--- ESTRATTO DEL TESTO ---
Hemingway iniziò a lavorare al libro nel 1930 con l'idea, già esposta a Maxwell Perkins, di scrivere un saggio sulle corride in Spagna, corredato di fotografie. Nel gennaio 1930, mentre si trovava a Parigi, pubblicò l'articolo Bullfighting, Sport and Industry (Corride, sport e industria), sulla rivista Fortune, creando aspettative. Ma la stesura andava a rilento fino a che non gli venne in mente di creare il personaggio fittizio della Vecchia Signora, stimolandolo ad accelerare i tempi: il 28 settembre il manoscritto riempiva già 200 pagine. Nel 1931, alla Festa di Pamplona, dove Hemingway si recava già da 7 anni, terminò il glossario che comprendeva accuratamente, in ordine alfabetico, i termini tecnici della corrida che finirono per esser dei veri saggi lemmatici:

«Cruz: la croce. Il punto in cui la linea della cima delle scapole del toro incrocia la spina dorsale. Il punto in cui la spada dovrebbe penetrare se il matador uccide alla perfezione. La 'cruz' è anche l'incrocio del braccio che tiene la spada col braccio che regge la 'muleta' abbassata quando il matador dà il colpo. Si dice che incrocia bene quando la sinistra manovra il panno in modo da muoverlo lentamente e bene, accentuando l'incrocio fatto con l'altro braccio e così liberandosi del toro mentre l'uomo segue la spada. Fernando Gomez, padre dei Gallos, pare sia stato il primo a notare che il torero che non incrocia in questo modo appartiene subito al diavolo. Un altro detto è quello che la prima volta che non si incrocia, significa il primo viaggio in ospedale[1]»

Il testo così formato presentava 18 capitoli, ai quali si aggiunsero gli ultimi 2 per la stesura completa. Il penultimo capitolo concerne l'arte di uccidere con la spada corredata dai racconti di alcuni matadores e quelli di una decina di toreri famosi; l'ultimo capitolo presenta una raccolta delle impressioni generali sulla Spagna e gli spagnoli, annotati da Hemingway nel corso delle sue visite degli ultimi 7 anni. Al ritorno a Parigi, a metà di settembre 1931, iniziò a rivedere il testo. Nel gennaio 1932, avvertì l'editor Max Perkins che il testo era completo, intrattenendo con lui una fitta corrispondenza per tutta la primavera seguente per discutere il formato e le illustrazioni del libro. Su suggerimento dell'amico John Dos Passos, che lo andò a trovare a Key West, tagliò alcune pagine e consegnò il testo approntato per la pubblicazione, per poi dedicarsi alla sua passione della pesca di altura.

--- RECORD DI PARTENZA ---
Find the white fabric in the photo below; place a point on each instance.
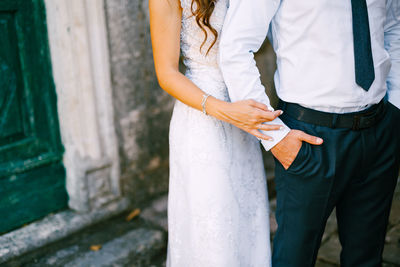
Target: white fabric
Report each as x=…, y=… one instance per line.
x=313, y=41
x=218, y=203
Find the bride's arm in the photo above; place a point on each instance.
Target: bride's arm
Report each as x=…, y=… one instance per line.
x=165, y=24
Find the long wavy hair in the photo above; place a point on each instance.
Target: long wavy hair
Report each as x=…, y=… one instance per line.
x=202, y=10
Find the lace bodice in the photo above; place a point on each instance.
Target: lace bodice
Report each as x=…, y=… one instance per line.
x=217, y=206
x=198, y=62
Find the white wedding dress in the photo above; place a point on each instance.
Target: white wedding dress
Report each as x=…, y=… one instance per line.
x=218, y=204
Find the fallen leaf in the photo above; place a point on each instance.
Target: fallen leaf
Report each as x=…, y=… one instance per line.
x=95, y=247
x=132, y=215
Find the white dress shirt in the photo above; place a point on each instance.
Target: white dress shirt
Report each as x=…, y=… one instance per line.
x=313, y=41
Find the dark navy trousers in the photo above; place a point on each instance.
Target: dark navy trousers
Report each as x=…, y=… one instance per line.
x=355, y=171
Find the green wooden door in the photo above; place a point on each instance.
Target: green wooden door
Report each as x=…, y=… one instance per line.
x=32, y=177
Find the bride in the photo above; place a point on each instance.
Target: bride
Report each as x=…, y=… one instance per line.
x=218, y=203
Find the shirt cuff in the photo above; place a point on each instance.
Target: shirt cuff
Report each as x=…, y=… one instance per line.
x=277, y=135
x=394, y=98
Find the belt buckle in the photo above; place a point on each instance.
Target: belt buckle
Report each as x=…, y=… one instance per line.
x=356, y=122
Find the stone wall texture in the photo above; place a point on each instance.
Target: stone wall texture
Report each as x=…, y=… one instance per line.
x=142, y=109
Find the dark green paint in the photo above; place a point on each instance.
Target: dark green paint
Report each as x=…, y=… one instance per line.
x=32, y=177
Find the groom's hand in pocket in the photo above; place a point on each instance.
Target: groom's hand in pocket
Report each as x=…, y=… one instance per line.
x=286, y=150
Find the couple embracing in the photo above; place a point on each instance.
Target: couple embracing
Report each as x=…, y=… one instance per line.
x=335, y=136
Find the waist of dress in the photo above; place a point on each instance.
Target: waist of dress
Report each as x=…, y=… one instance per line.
x=209, y=80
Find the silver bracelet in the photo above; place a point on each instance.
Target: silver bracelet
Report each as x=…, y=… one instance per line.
x=203, y=103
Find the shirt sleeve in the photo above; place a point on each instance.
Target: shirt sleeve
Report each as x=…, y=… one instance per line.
x=245, y=29
x=392, y=45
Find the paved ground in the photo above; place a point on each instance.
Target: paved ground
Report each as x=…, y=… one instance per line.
x=330, y=249
x=141, y=242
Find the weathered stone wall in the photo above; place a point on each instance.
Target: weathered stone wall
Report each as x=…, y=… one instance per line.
x=142, y=109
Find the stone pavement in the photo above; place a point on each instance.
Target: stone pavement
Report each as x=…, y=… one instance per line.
x=330, y=248
x=329, y=252
x=142, y=242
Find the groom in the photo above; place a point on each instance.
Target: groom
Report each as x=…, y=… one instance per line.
x=338, y=80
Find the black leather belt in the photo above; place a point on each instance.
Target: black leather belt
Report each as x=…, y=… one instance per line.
x=356, y=121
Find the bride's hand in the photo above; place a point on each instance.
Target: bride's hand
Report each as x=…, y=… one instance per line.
x=248, y=115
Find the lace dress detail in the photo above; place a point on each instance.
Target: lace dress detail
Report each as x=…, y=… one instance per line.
x=218, y=203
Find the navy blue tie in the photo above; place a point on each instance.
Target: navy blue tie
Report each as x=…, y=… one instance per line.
x=364, y=64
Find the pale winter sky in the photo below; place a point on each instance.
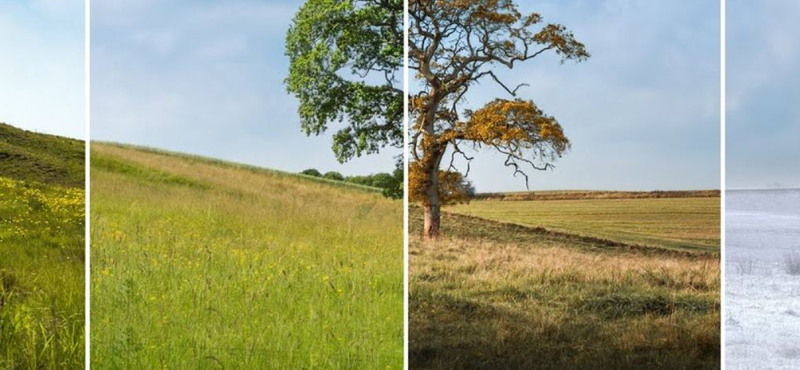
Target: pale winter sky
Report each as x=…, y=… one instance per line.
x=205, y=77
x=42, y=69
x=763, y=114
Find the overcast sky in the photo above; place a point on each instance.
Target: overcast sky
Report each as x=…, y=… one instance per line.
x=763, y=118
x=41, y=68
x=642, y=113
x=205, y=77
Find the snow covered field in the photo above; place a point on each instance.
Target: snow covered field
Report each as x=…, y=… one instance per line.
x=762, y=293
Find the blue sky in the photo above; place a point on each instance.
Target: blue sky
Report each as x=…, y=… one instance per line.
x=642, y=113
x=41, y=69
x=763, y=114
x=205, y=77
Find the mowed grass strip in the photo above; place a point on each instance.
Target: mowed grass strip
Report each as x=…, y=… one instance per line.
x=206, y=266
x=686, y=224
x=494, y=296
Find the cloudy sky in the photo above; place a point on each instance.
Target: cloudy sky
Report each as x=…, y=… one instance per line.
x=41, y=68
x=763, y=117
x=205, y=77
x=642, y=113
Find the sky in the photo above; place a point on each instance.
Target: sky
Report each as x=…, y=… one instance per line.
x=642, y=113
x=42, y=69
x=206, y=77
x=763, y=114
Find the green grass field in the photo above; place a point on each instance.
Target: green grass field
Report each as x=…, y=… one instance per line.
x=688, y=224
x=41, y=251
x=205, y=265
x=497, y=295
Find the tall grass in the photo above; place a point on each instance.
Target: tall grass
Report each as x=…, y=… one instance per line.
x=492, y=296
x=204, y=266
x=41, y=276
x=686, y=224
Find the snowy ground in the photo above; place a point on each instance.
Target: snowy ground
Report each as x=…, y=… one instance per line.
x=762, y=297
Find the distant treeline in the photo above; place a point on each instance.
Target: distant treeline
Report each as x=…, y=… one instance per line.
x=595, y=194
x=391, y=184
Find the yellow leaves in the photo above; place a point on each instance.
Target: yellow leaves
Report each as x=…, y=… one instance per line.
x=452, y=187
x=514, y=122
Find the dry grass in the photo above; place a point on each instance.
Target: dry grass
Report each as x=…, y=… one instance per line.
x=499, y=298
x=596, y=194
x=205, y=266
x=684, y=224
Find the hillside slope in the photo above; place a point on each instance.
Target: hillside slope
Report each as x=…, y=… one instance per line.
x=41, y=251
x=49, y=159
x=203, y=264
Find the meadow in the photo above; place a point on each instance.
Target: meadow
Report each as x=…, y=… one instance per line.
x=678, y=223
x=498, y=295
x=202, y=264
x=41, y=252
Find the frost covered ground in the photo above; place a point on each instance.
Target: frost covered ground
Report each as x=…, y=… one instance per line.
x=762, y=295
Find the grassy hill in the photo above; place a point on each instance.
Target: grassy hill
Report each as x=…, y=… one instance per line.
x=48, y=159
x=690, y=223
x=499, y=295
x=41, y=251
x=203, y=264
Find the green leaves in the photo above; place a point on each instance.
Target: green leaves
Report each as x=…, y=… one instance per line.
x=345, y=57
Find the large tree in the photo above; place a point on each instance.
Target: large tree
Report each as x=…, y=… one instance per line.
x=454, y=45
x=345, y=58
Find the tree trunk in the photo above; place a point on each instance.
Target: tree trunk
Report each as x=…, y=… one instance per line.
x=433, y=202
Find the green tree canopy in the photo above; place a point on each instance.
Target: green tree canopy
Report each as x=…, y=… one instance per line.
x=345, y=58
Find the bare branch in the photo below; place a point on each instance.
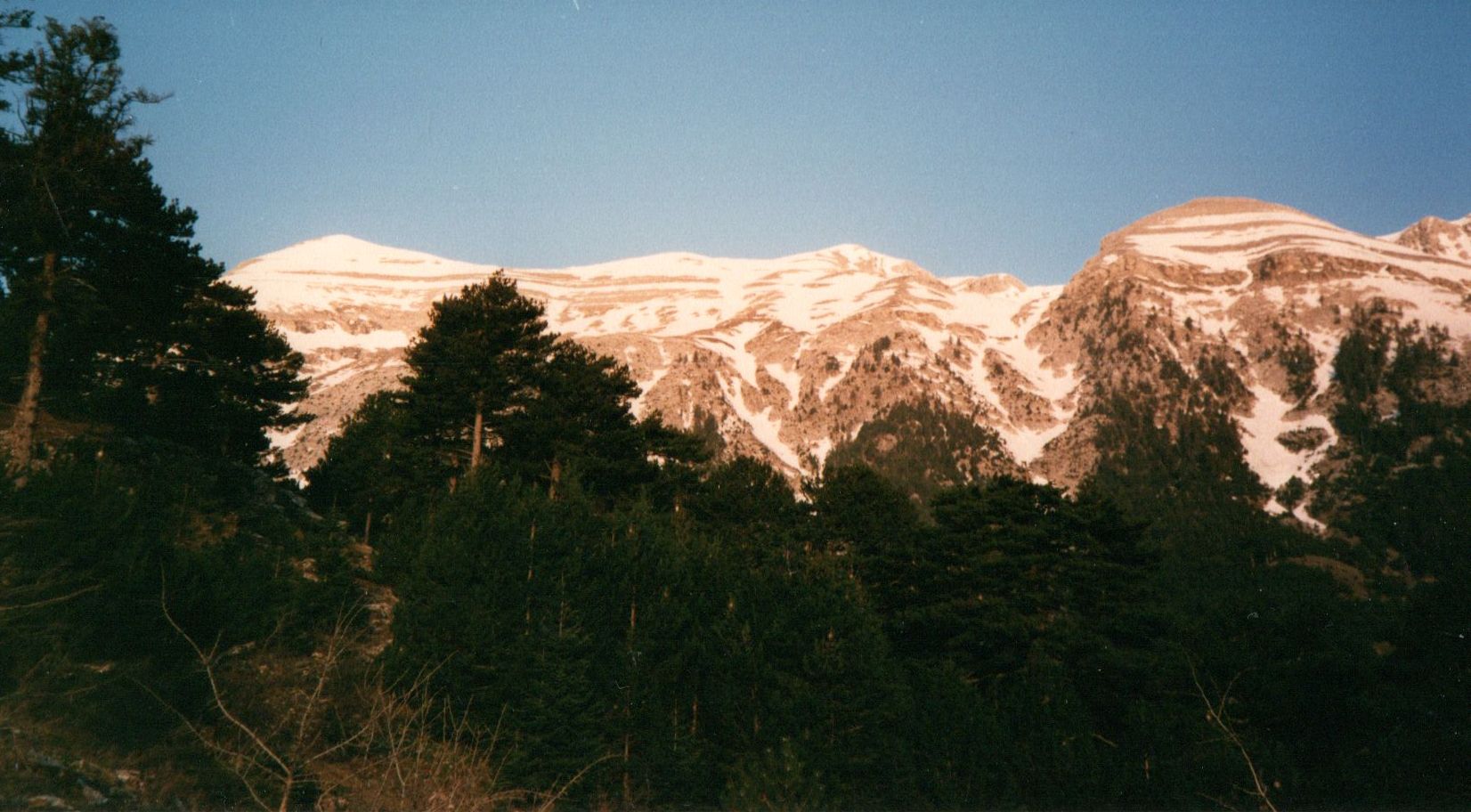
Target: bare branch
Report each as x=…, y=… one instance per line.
x=1215, y=714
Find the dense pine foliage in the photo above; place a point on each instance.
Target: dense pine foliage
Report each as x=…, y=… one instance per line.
x=580, y=604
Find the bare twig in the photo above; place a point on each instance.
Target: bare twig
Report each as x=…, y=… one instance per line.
x=1217, y=715
x=50, y=600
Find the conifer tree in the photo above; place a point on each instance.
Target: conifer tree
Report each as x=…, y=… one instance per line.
x=124, y=318
x=473, y=367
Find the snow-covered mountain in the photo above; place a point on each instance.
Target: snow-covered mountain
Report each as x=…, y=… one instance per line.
x=790, y=356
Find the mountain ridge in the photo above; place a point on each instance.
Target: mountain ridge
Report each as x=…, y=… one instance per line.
x=794, y=355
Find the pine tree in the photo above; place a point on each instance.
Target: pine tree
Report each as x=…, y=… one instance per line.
x=474, y=367
x=124, y=318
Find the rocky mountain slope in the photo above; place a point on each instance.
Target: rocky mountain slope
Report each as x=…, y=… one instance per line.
x=789, y=358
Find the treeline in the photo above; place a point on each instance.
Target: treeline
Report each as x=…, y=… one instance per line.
x=591, y=609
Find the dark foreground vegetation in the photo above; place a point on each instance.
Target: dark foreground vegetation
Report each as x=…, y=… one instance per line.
x=589, y=609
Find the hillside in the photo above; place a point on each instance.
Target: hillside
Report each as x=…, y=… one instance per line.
x=792, y=356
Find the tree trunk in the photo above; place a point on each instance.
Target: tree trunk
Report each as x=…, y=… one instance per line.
x=22, y=430
x=477, y=434
x=557, y=478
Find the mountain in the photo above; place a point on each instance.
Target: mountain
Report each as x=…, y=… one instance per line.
x=790, y=358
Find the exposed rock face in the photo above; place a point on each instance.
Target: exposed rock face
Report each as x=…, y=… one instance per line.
x=789, y=356
x=1236, y=299
x=1437, y=237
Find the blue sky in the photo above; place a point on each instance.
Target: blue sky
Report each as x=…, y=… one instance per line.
x=970, y=137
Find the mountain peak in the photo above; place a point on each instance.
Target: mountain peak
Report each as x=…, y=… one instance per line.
x=1437, y=237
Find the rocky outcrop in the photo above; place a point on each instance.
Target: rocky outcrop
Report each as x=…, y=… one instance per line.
x=1230, y=304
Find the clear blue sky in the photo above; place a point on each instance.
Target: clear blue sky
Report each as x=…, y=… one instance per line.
x=970, y=137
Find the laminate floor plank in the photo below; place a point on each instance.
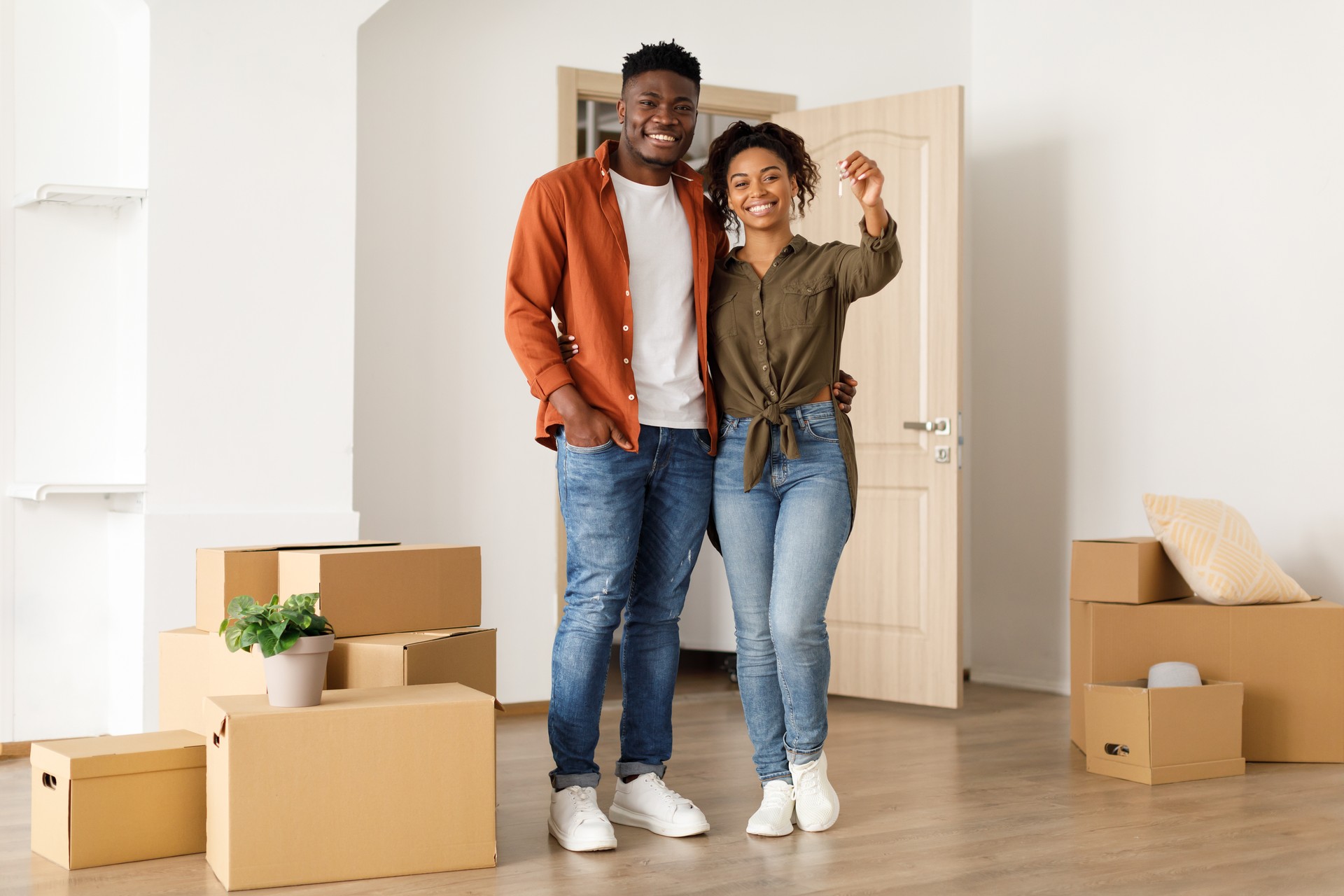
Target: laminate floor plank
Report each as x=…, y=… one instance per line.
x=986, y=799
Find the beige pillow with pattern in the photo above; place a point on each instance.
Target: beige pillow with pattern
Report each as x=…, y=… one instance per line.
x=1214, y=548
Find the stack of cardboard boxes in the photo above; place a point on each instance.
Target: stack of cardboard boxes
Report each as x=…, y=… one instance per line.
x=1130, y=609
x=393, y=774
x=410, y=609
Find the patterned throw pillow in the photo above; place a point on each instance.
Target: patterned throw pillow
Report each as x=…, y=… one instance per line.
x=1214, y=548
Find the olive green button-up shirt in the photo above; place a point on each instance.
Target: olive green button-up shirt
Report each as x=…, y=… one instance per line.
x=776, y=339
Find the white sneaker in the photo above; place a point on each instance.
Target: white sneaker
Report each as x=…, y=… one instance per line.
x=816, y=801
x=577, y=824
x=647, y=802
x=774, y=817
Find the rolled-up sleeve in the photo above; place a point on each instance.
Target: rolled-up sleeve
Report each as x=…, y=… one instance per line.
x=864, y=269
x=533, y=285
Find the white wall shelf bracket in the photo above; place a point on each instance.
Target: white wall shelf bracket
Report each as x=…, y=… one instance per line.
x=39, y=491
x=86, y=197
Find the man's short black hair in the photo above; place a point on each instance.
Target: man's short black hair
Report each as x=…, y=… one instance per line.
x=662, y=57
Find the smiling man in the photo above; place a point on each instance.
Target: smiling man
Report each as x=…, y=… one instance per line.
x=622, y=248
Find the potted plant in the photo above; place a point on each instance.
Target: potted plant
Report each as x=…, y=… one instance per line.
x=293, y=640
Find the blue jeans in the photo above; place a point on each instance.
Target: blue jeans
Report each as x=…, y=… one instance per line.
x=781, y=543
x=634, y=527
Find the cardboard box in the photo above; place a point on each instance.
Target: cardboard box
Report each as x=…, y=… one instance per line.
x=1288, y=656
x=194, y=665
x=1163, y=735
x=222, y=574
x=102, y=801
x=374, y=782
x=412, y=587
x=1124, y=571
x=465, y=656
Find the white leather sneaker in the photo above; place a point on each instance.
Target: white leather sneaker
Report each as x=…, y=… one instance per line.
x=774, y=817
x=577, y=824
x=647, y=802
x=816, y=801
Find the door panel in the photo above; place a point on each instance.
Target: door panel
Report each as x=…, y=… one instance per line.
x=894, y=614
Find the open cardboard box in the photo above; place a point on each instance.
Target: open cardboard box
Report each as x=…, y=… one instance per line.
x=195, y=664
x=465, y=656
x=1130, y=570
x=1288, y=656
x=223, y=574
x=379, y=590
x=1163, y=735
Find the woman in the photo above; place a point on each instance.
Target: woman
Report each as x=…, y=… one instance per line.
x=785, y=480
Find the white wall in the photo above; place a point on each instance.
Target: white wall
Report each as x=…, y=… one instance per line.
x=73, y=400
x=457, y=115
x=1156, y=225
x=252, y=286
x=242, y=117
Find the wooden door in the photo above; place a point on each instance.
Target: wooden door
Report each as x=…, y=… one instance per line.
x=895, y=610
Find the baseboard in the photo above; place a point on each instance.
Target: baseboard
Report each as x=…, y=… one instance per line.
x=15, y=748
x=534, y=708
x=1022, y=682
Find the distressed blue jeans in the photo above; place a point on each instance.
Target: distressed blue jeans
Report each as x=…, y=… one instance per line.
x=634, y=527
x=781, y=545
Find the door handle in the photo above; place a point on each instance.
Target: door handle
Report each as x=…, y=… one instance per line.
x=939, y=426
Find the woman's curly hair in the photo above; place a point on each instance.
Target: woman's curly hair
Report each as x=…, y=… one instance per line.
x=741, y=136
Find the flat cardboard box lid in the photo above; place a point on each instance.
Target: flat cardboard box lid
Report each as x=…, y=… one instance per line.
x=304, y=546
x=371, y=547
x=120, y=755
x=219, y=710
x=406, y=638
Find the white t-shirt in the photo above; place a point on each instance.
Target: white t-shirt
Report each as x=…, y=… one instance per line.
x=664, y=358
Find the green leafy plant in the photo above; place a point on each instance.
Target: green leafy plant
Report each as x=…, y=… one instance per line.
x=276, y=626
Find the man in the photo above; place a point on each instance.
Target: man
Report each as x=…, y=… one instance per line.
x=622, y=248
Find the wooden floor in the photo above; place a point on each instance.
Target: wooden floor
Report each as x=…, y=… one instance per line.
x=986, y=799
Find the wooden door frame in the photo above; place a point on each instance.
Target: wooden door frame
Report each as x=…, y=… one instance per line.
x=574, y=85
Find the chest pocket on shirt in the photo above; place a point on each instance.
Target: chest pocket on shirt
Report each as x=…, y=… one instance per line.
x=722, y=321
x=803, y=301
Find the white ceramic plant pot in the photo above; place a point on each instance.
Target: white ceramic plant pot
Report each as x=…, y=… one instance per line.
x=296, y=676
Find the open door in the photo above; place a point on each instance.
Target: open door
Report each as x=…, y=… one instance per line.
x=895, y=610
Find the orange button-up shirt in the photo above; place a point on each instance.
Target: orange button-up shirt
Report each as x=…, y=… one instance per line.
x=570, y=255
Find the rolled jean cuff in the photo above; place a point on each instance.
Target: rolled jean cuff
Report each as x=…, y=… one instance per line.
x=626, y=769
x=587, y=780
x=802, y=758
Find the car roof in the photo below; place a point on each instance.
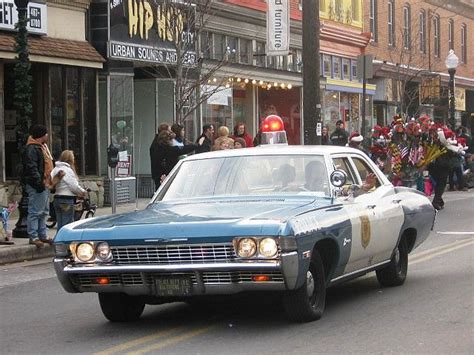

--- ESERCIZIO SCRITTO 1 ---
Ricopia senza cambiare nulla le righe dei record, partendo da quella che contiene "Find the pine" e finendo con quella che contiene "x=589, y=609", entrambe comprese.
--- ESERCIZIO SCRITTO 2 ---
Porta avanti il testo sul libro di Hemingway dedicato alle corride, partendo subito dopo la sua ultima frase.

--- RISULTATO 1 ---
Find the pine tree in the photo above; place a point on each instance.
Target: pine tree
Report each as x=…, y=… one instance per line.
x=474, y=367
x=124, y=318
Find the rocky mountain slope in the photo above; place a point on each instance.
Target: rocky mountain slope
Report each as x=…, y=… one instance per line.
x=789, y=358
Find the treeline in the photo above; place a point on each instance.
Target: treeline
Report each as x=…, y=… one instance per line.
x=591, y=609
Find the dark foreground vegetation in the photo above; place a point on each instance.
Target: dark foreground vegetation
Report each as x=…, y=… one instance per line.
x=589, y=609

--- RISULTATO 2 ---
Mentre era nello Wyoming a pesca di trote, il libro uscì, ed egli lesse le recensioni che giudicavano l'opera al di sotto delle aspettative; fu il russo Ivan Kashkeen, che aveva tradotto in Unione Sovietica due racconti di Hemingway, ad apprezzare Morte nel pomeriggio, contribuendo ad aumentarne lì la fama. Maggiore considerazione iniziò ad avere nel 1935, divenendo una "Bibbia delle corride", e le cui copie finirono presto nei musei sulla tauromachia.

Descrizione modifica

Benché presentato in maniera disorganica, Hemingway sviscera un tema che conosce a fondo: la corrida, sfida dell'uomo alla forza bruta, dove uomo e toro sono allo stesso tempo carnefici e vittime. La corrida è una forma d'arte simile alla tragedia: rappresenta l'esistenza perché lega i temi della morte con quelli della vita. Nella tragedia a cui gli spettatori assistono la rappresentazione è un'esperienza connotata di significati primordiali che si danno forma per essere veduti e vissuti collettivamente. L'uccisione del toro diventa qui una manifestazione metafisica: alla folla presente nell'arena il torero - mattatore non vile né brutale - elargisce simbolicamente i valori del coraggio e della virtù, esemplificati dai gesti e dai rituali codificati coi quali egli sfida corpo a corpo la morte, accostandosi ad essa ed emergendone alla fine vincitore. Agli occhi di Hemingway acquista una toccante immortalità. A differenza che nella caccia e nella pesca, Hemingway vi trova una visione spettacolarizzata, eseguita secondo regole prefissate, in veri e propri atti di un duello fra l'uomo e la natura. Scritta in 20 capitoli, la guida presenta tre sezioni principali: il testo di Hemingway, un'ampia parte corredata da fotografie commentate e un glossario di termini.

Nel capitolo quindicesimo, Hemingway racconta in un dialogo un episodio nel quale esprime con ironia il suo disprezzo per l'omosessualità; non mancano ovunque digressioni sull'arte dello scrivere e critiche verso alcuni scrittori, come Aldous Huxley, William Faulkner e Waldo Frank. Nel capitolo XX, c'è la lunga carrellata sulle morti dei vari toreri, esauriente compendio del tributo di sangue a quest'arte difficile e tragica. Il lettore troverà ogni minimo dettaglio sullo svolgimento della corrida - compresi in Appendice i suggerimenti sui posti migliori e indicazioni sui prezzi dei biglietti dell'epoca - ancor oggi validi.

Hemingway divenne un aficionado delle corride già durante i suoi viaggi negli anni Venti a Pamplona, tema del suo romanzo Fiesta. Il libro fu tacciato come il trionfo del falso machismo di Hemingway, innestato sui valori della violenza e della morte. Controversie che ancor oggi la tauromachia suscita.

L'atto dell'uccidere, o meglio un certo modo di uccidere, è per H. una forma di immortalità, capace di riscattare chi lo compie dalle eventuali brutture della sua personale condizione umana, trasfigurandolo nel sacerdote di un rito religioso, l'intermediario tra l'uomo comune e la natura.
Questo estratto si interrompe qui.